■ 原文抜粋:
........
思考の道場

答えのない、問いのまわりをぐるぐると。

語りえぬことについて語る。ドーナツの穴について。

ウィーンなう。

 
なうという語尾がラインとかで照れずに使えるようになったのは最近のことです。よく考えるとそっちの方が恥ずかしい。それくらいなうは個人的難易度の高い語尾でした。
 
ウィーンにいると、夜にオペラとかコンサートとかに行くのが半分義務化している(レベル高くてプログラム豊富で安いため。ちゃっかり音楽の都というフレーズにのっかってます)。
 
だからオペラコンサートに行かない夜は、逆にとっても優雅な夜のような錯覚に陥る。
ひいひい言って立ち見で3ユーロとかで数時間立ちっぱなしだからですね。
高い席買って座ればいいのに立ち見があるとそれができない。悲しい。
 
というわけで今日はそんな「優雅な夜」なのでブログをするする書いています。
 
今回は語りえぬことを語るということについて。
 
私は答えのない問いについてぐるぐる考えるのが好きだ。
好きというか、気づいたらやってしまっている。信じるって何だろうとかデジタルな境界線とか曖昧さとか、カフカの作品の未完成さとその完全性とか。
 
こうやって並べてみるとちょっとコムズカシイこと(安心感を感じるみたいになっちゃった)考えているようなイメージになるけれど、コムズカシイのではなくて抽象的だったりメタファー度が高かったりするだけです。具体的な話しててもすぐ抽象的なふわっとした話に持っていっちゃう、良くも悪くも。
 
さてそんな私ですが、もちろん語れないこともあります。
 
語れないってどういうことか。
 
私の場合それは上手く言語化できないことであり、かつ最も言語化したいことです。
 
言語化したいということは、語りえぬことについて知りたい理解したいという想いと、それを凌駕して、誰かに伝えたいという想いがあるということです。
 
具体的(でもないけれど)に言うと私の場合それは「わからないことをわからないまま抱えて生きていくこと」についてです。
 
ただ上手く、真正面から語ることができません。手を替え品を替え、芸術論と結びつけてみたり、小説読んだりブログ書いたりしています。
 
きっと私が伝えたいと思うのは、経験的直感的に大事なテーマだからでしょう。ただ言語化できない。言語化できないゆえ、ひとに上手く伝えられないのです。
 
だから、私は名指せない「それ」の周りをぐるぐるまわっている。
 
全く別のことに興味を持っているようでいて、その実名指せない「それ」があることによって結びついていることがあります。
........
■ 収集データ:
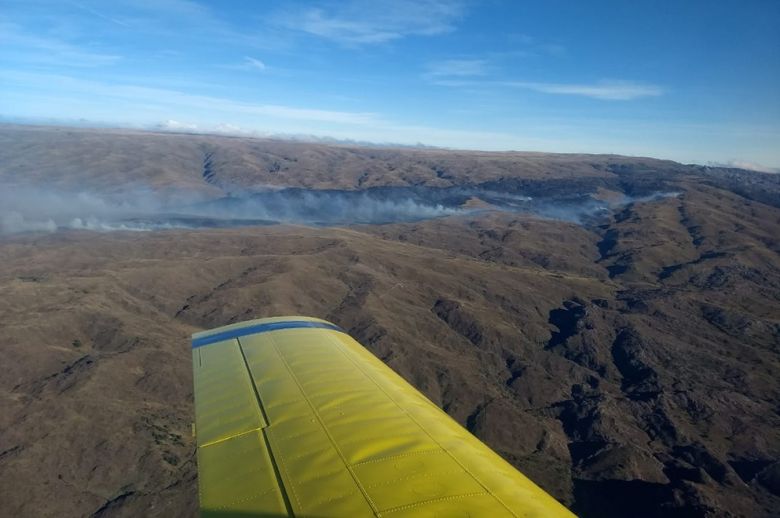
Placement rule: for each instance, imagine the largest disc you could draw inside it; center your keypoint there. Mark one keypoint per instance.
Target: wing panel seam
........
■ 練習問題:
• A. 語りえぬことをめぐる文章のうち、「好きというか、気づいたらやっ」から「語れないってどういうことか。」に至るまでの全文を、一字一句違えずに再現してください。
• B. 語りえぬことをめぐる文章を、示されている最後の文の後から引き継ぎ、続きを書き進めてください。

■ 解答一覧:
• A.
好きというか、気づいたらやってしまっている。信じるって何だろうとかデジタルな境界線とか曖昧さとか、カフカの作品の未完成さとその完全性とか。
 
こうやって並べてみるとちょっとコムズカシイこと(安心感を感じるみたいになっちゃった)考えているようなイメージになるけれど、コムズカシイのではなくて抽象的だったりメタファー度が高かったりするだけです。具体的な話しててもすぐ抽象的なふわっとした話に持っていっちゃう、良くも悪くも。
 
さてそんな私ですが、もちろん語れないこともあります。
 
語れないってどういうことか。

• B.
というか、そもそも名指せない「それ」があることすら、気づきませんでした。気づけたのは、自分の中でひっかかるキーワードや考え、テーマ等を集めて並べてみたから。
 
名指せないそれは、トラウマとか深いコンプレックスのように(というとネガティヴだけれど)、自分の奥深くの暗がりに眠っているんだと思います。私にとってはそれはきっと具体的な経験の積み重ねによってできたものなんだろうけれど、その具体的な経験を思い出すことはできません。心の原風景みたいなものです。
 
こんな抽象的なことを考えていたら、ふとドーナツが頭に浮かんできました。
 
ドーナツって、真ん中に穴がありますよね。あの穴って、もちろん食べられない。でもあの穴があるからドーナツ足り得ている。
 
語りえぬものについて語るということは、ドーナツを食べるという行為に似ているんじゃないかなと思います。
 
私がドーナツと聞いてあの穴のかたちをありありと思い浮かべることができるのは、ドーナツをかじってあの穴にたどり着いたからだと思います。ドーナツの穴は食べることができない。でもまわりをかじって穴に近づくことはできます。かじって行くことで穴の大きさやそのかたちを身体的に感じることができます。
 
ドーナツは穴がないとドーナツじゃありません。というか、穴があるからドーナツは魅力的なんじゃないかとすら思います。
 
私にとってのドーナツの穴は語りえぬことで、
ドーナつのまわりは語りえぬことに結びついた語り得ることです。
 
ここまで書いていて気づきましたが、私がブログ始めたのも今こうして書いているのも、ドーナツのまわりをかじっている行為なんじゃないか。
ドーナツのまわりをぐるぐるかじってて、
一見全然違う内容の記事でも、真ん中に穴を置くと、ぐるりとその穴を取り囲んでいる記事同士かもしれません。
 
現段階では証明できませんが、直感的にはそうです。
 
そしてかじってくことによって、語りえることから語っていくなかで、ドーナツの穴の質、つまり語りえぬこと、名指せないなにかもすこうしずつ変化していくのでしょう。
 
変化というのは、言いたいことが変わるというよりは、その表現の仕方が変わるという意味に近いです。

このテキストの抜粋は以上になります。